__Questions to answer__.
1. According to the profile of Brian Maegraith, why did he foresee imported diseases becoming more important? Answer in one to three sentences.
2. In the profile of Brian Maegraith, in what year was he appointed to the Chair of Tropical Medicine at LSTM?
3. From the profile of Brian Maegraith, set down the passage that begins at the words "Professor Maegraith foresaw" and stops after "to LSTM (1954)".

__Document section__.
Segment Open
Professor Brian Gilmore Maegraith CMG, MA, MB, BS, DPhil, DSc, FRCP (1907 – 1989)

Professor Brian Gilmore Maegraith CMG, MA, MB, BS, DPhil, DSc, FRCP (1907 – 1989)

Dean of LSTM (1946-1975), LSTM’s Mary Kingsley Medal recipient (1973).

Australian by birth, he served in France and Sierra Leone as a pathologist in the Royal Army Medical Corps, led the Malaria Research Unit at the University of Oxford, held the Deanship of Faculty of Medicine at Oxford, and was appointed to the Chair of Tropical Medicine at LSTM in 1944.

Professor Maegraith foresaw the escalation of air travel and the increasing importance of imported diseases, with people arriving from tropical areas well within the incubation period of potentially dangerous infections - the most important of which was malaria. His classical paper ‘Unde venis’ published in The Lancet (1963) emphasizing the importance of taking a geographical history, is as pertinent today as it was when it was first published.

 
Professor Brian Maegraith welcomes Queen Elizabeth II to LSTM (1954)

Maegraith helped to establish the Faculty of Tropical Medicine, part of Mahidol University, in Bangkok, Thailand; had close links with universities in Nigeria and Ghana; wrote several books such as Clinical Methods in Tropical Medicine and was a past president of the Royal Society of Tropical Medicine and Hygiene (RSTMH).

LSTM honoured his legacy by the creation of the ‘Maegraith Wing’

In 2008 his papers and personal collection of published material were donated to LSTM’s archive.
Segment Closed
__Information provided__.
Segment Open
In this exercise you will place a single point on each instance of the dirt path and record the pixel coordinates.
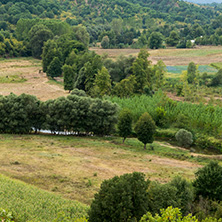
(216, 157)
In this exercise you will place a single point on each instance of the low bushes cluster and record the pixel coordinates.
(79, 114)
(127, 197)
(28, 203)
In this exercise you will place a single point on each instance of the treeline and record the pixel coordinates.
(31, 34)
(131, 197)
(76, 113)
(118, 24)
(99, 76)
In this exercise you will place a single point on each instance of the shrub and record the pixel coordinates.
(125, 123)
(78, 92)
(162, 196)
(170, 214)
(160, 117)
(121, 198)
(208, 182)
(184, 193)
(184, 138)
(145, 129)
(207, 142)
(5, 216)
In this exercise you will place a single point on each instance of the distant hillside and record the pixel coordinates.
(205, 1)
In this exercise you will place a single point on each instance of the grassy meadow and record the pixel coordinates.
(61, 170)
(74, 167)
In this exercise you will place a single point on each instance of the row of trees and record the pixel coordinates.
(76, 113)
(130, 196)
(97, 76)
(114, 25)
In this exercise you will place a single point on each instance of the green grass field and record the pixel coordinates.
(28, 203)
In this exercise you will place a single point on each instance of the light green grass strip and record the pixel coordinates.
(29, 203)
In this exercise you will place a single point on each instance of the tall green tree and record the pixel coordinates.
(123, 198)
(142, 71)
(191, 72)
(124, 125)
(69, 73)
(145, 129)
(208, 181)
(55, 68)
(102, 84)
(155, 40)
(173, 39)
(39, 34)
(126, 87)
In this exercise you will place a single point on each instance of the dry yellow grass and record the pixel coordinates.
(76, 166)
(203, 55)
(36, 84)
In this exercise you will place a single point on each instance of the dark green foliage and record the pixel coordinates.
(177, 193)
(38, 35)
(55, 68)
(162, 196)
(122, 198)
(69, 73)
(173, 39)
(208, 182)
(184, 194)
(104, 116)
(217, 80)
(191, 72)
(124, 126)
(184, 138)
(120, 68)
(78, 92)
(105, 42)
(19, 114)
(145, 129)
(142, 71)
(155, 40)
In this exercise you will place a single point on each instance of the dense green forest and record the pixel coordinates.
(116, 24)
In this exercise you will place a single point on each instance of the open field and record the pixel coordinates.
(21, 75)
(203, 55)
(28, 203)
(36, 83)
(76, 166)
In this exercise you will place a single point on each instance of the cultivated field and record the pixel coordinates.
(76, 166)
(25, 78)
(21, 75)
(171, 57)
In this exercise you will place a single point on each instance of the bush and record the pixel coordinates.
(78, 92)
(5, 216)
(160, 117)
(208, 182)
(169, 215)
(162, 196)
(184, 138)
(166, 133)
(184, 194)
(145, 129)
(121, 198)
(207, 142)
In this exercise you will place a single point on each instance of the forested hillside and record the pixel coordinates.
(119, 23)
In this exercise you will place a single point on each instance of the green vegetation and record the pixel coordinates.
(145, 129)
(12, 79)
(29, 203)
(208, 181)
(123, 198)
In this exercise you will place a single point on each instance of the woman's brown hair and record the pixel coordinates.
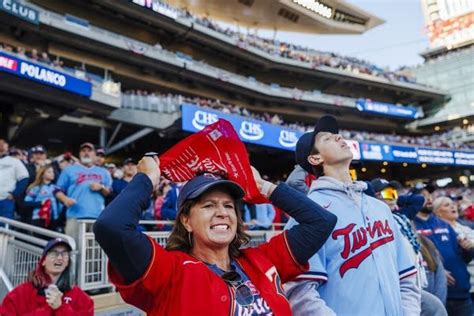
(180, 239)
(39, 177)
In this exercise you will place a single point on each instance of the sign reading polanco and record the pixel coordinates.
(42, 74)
Segment Closed
Segment Open
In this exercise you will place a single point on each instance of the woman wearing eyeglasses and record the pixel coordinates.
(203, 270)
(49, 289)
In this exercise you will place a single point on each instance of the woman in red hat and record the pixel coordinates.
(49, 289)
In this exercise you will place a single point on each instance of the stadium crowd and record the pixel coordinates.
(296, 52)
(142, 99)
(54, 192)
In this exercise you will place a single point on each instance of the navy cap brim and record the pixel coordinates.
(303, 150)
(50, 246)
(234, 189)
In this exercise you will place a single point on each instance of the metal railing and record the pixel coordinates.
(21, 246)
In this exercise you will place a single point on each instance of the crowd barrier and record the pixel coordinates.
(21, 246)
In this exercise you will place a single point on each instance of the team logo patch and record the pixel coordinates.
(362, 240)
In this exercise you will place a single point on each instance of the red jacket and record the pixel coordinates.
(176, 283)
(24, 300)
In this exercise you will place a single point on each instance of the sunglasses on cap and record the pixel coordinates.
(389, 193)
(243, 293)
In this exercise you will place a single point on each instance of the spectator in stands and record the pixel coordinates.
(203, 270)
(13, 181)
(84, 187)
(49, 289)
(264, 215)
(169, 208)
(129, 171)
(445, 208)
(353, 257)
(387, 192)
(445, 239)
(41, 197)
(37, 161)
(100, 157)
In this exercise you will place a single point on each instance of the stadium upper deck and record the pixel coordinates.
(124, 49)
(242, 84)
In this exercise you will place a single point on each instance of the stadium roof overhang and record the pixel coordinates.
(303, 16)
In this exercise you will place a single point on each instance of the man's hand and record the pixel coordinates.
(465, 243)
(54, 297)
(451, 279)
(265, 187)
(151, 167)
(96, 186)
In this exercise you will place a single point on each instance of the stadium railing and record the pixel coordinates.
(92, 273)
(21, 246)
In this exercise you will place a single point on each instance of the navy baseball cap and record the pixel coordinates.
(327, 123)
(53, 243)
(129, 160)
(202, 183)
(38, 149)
Segment Closed
__Solutions for each task__.
1. He expected air travel to increase. Travelers would then arrive from tropical areas well within the incubation period of potentially dangerous infections, the most important of which was malaria.

2. 1944

3.
Professor Maegraith foresaw the escalation of air travel and the increasing importance of imported diseases, with people arriving from tropical areas well within the incubation period of potentially dangerous infections - the most important of which was malaria. His classical paper ‘Unde venis’ published in The Lancet (1963) emphasizing the importance of taking a geographical history, is as pertinent today as it was when it was first published.

 
Professor Brian Maegraith welcomes Queen Elizabeth II to LSTM (1954)